#### What to produce:
What you should copy is the line containing "Target: white cloud" and all lines after it in the entries below, exactly and without anything added.

■ ■ ■

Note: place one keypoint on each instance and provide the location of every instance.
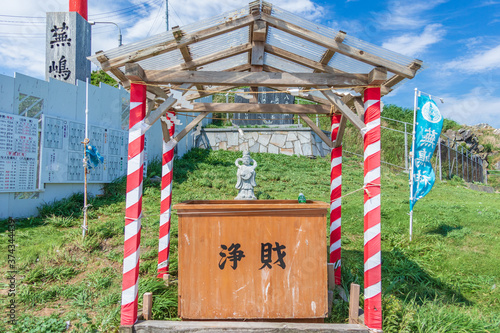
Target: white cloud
(415, 44)
(405, 14)
(480, 61)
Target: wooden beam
(257, 79)
(300, 60)
(157, 91)
(316, 130)
(259, 33)
(257, 54)
(359, 107)
(188, 39)
(160, 111)
(328, 55)
(335, 100)
(190, 126)
(221, 55)
(134, 72)
(258, 108)
(377, 76)
(332, 44)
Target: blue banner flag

■ ■ ■

#### Solution for this exercise:
Target: white cloud
(415, 44)
(405, 14)
(480, 61)
Target: wooden beam
(257, 79)
(300, 60)
(157, 91)
(316, 130)
(259, 33)
(257, 54)
(359, 107)
(188, 39)
(160, 111)
(328, 55)
(335, 100)
(190, 126)
(221, 55)
(134, 72)
(258, 108)
(377, 76)
(332, 44)
Target: blue banner flag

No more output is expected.